- [Document section]:
━━━━━━━━━━━━━━━━━━━━━━━━━━━━━━

Unit 2- Managing Business Activities Flashcards
This covers Unit 2 content
What is a business plan?
A formal document that outlines a business’s objectives, strategies, financial forecasts, and market analysis.
Why is a business plan important?
Helps secure funding
Provides a roadmap for business success
Assists in decision-making
Identifies potential risks
What are the key components of a business plan?
Executive summary
Business description
Market analysis
Marketing strategy
Operations plan
Financial projections
What are the common sources of internal finance?
Retained profits
Owner’s capital (personal savings)
Sale of assets
How does a business plan attract investors?
Demonstrates profitability potential
Shows financial stability and planning
Highlights competitive advantage
What are the two main types of finance?
Internal finance
External finance
What are the common sources of external finance?
Bank loans
Overdrafts
Trade credit
Venture capital
Crowdfunding
Business angels
Grants
What is the difference between debt finance and equity finance?
Debt finance: Borrowed money that must be repaid (e.g., loans).
Equity finance: Raising money by selling shares in the business.
What are the advantages of using retained profit as a source of finance?
No interest payments
No loss of ownership
Readily available
What are the disadvantages of using retained profit?
Limited availability
Reduces funds for reinvestment
What is the difference between short-term and long-term finance?
Short-term finance: Used to cover immediate expenses (e.g., overdrafts, trade credit).
Long-term finance: Used for expansion and growth (e.g., bank loans, equity finance).
What are the advantages of using bank loans?
Fixed repayment schedule
Can borrow large amounts
Interest rates may be lower than overdrafts
What are the disadvantages of using bank loans?
Interest payments increase costs
Requires collateral
Can be difficult to obtain for new businesses
What are the advantages of using venture capital?
Provides large amounts of finance
Investors bring expertise and connections
No immediate repayment required
What is cash flow?
The movement of money in and out of a business over a period of time.
Why is cash flow important?
Ensures the business can meet short-term expenses
Helps prevent insolvency
Allows planning for future growth
What is a cash flow forecast?
A prediction of future cash inflows and outflows to help manage liquidity.
What are the main causes of cash flow problems?
Late customer payments
High overhead costs
Seasonal demand fluctuations
How can a business improve cash flow?
Offering discounts for early payments
Negotiating better payment terms with suppliers
Reducing unnecessary expenses
What is break-even analysis?
A financial tool that calculates the point where total revenue equals total costs, meaning no profit or loss is made.
Why is break-even analysis useful?
Helps set sales targets
Assists in pricing decisions
Identifies financial risks
What is the formula for break-even output?
break even output= fixed costs / selling price per unit - variable cost per unit
What are the limitations of break-even analysis?

━━━━━━━━━━━━━━━━━━━━━━━━━━━━━━

- [Data lines]:
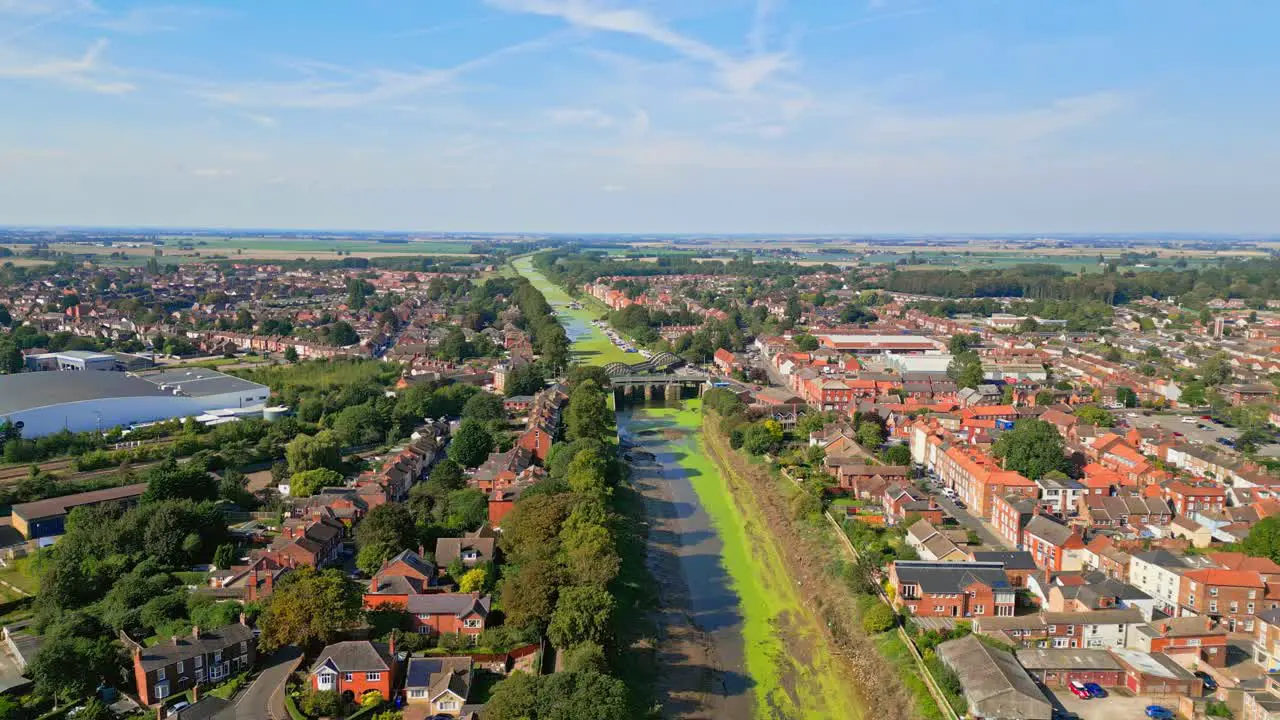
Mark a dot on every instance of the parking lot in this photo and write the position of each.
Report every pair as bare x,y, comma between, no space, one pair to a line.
1174,423
1115,706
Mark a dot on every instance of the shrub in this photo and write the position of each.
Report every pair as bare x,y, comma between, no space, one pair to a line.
880,619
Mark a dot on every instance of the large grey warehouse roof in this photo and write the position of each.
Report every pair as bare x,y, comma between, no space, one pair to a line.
26,391
199,382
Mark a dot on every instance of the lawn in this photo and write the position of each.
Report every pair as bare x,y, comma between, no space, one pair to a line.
19,574
590,345
789,682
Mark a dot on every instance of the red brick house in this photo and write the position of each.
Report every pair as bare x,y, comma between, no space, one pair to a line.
183,662
1229,596
950,589
449,613
356,668
1055,546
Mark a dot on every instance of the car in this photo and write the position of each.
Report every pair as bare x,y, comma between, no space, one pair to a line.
1210,683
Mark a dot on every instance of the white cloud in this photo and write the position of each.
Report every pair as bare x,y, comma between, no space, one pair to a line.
265,121
590,117
737,74
330,86
87,72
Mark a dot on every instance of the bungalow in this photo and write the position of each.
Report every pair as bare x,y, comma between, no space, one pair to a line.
442,684
356,668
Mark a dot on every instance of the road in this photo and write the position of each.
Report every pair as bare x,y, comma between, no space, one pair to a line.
970,522
265,697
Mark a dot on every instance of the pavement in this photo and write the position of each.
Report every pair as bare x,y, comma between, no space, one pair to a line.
264,698
1116,705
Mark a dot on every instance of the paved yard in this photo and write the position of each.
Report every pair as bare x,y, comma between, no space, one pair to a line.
1115,706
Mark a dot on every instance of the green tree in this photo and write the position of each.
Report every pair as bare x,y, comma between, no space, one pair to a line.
871,436
588,413
897,455
526,379
1033,449
309,606
965,369
583,614
312,452
309,482
471,445
389,527
484,406
1095,415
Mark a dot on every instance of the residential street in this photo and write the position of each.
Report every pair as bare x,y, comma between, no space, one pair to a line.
265,697
972,523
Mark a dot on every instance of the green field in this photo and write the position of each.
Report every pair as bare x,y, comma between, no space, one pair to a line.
593,346
776,627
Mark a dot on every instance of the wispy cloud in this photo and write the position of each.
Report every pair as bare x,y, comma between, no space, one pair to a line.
332,86
155,18
87,72
737,74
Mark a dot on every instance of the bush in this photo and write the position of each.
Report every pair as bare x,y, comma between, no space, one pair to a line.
880,619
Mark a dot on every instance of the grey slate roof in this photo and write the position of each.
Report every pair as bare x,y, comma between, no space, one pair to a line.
187,647
993,682
448,604
438,674
355,656
950,577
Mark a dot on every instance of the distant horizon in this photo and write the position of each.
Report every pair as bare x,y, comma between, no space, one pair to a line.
899,235
643,117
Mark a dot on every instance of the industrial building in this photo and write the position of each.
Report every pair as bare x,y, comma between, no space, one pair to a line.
41,404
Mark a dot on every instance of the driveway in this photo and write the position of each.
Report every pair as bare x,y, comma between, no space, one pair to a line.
970,522
265,697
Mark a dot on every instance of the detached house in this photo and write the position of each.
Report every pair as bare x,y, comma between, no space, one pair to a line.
356,668
439,683
204,656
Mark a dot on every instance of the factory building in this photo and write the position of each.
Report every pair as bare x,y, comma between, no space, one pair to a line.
46,402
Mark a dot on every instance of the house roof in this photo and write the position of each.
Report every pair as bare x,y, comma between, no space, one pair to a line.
950,577
190,646
355,656
993,682
439,674
448,604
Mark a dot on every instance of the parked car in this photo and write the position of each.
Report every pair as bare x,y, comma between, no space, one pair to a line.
1210,683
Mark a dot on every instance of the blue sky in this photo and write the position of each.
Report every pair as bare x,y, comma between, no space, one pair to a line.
632,115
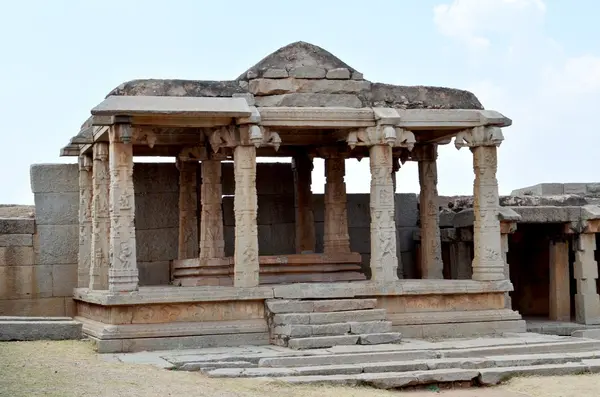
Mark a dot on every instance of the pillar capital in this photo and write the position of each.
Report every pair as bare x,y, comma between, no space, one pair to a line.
479,136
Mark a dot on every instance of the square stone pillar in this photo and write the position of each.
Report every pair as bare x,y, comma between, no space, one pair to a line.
86,188
246,269
188,210
560,294
123,271
100,255
587,300
384,259
212,242
302,165
432,266
336,238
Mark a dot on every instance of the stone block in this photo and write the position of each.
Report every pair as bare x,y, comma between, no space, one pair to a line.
154,273
270,86
54,178
310,100
338,74
16,240
57,208
156,210
64,279
20,282
322,341
33,307
155,178
157,245
275,74
352,315
360,239
58,244
17,226
380,338
308,72
407,212
370,327
48,329
16,256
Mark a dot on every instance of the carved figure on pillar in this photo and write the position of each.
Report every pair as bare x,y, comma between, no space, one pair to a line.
432,266
123,272
99,255
85,221
488,263
302,165
336,238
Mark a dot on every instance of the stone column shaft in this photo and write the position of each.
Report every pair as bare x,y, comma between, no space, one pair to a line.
188,210
432,266
384,259
587,300
100,255
245,208
560,294
123,271
86,188
336,238
302,165
488,264
212,242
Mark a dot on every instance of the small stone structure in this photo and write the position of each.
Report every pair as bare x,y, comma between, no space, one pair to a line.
300,102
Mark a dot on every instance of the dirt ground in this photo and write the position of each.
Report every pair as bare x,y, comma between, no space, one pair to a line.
65,369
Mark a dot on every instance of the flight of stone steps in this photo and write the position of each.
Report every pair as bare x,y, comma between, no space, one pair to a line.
481,361
311,324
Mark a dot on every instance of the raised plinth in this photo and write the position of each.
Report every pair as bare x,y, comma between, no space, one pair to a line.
282,269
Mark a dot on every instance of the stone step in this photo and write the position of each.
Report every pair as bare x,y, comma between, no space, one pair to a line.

━━━━━━━━━━━━━━━━━━━━━━━━━━━━━━

Carry the flashcards on managing business activities forward from their last line, keeping the same question-and-answer format.

Assumes all products are sold at the same price
Does not account for unpredictable changes in costs
Fixed costs may change over time
Why do businesses need finance for growth?
To expand production capacity
To enter new markets
To invest in research and development
What are the main challenges of financing business growth?
Increased financial risk
Loss of control with external investors
Higher costs associated with borrowing
How can a growing business ensure financial stability?
Effective budgeting and financial management
Diversifying income sources
Controlling costs
What is financial planning?
The process of estimating the capital required and determining how a business will allocate its financial resources to achieve its objectives.
Why is financial planning important for businesses?
Ensures sufficient funding for operations
Helps manage cash flow effectively
Reduces financial risks
Aids in strategic decision-making
What is sales forecasting?
Predicting future sales revenue based on past data, market trends, and external factors.
Why is sales forecasting important?
Helps in planning production levels
Assists in budgeting and cash flow management
Identifies potential market opportunities and risks
What factors can affect sales forecasting accuracy?
Consumer trends
Economic conditions
Competitor actions
Seasonal demand changes
What are the limitations of sales forecasting?
Based on historical data, which may not reflect future conditions
Cannot predict unexpected events (e.g., economic downturns)
Assumes constant external factors, which is unrealistic
What is a budget?
A financial plan that outlines expected income and expenditures over a specific period.
What are the three main types of budgets?
Income budget: Forecasts expected revenue.
Expenditure budget: Estimates expected costs.
Profit budget: Predicts expected profit based on revenue and costs.
What are the benefits of budgeting?
Improves financial control
Helps set business objectives
Enables performance
evaluation
Identifies potential cost-saving areas
What are the drawbacks of budgeting?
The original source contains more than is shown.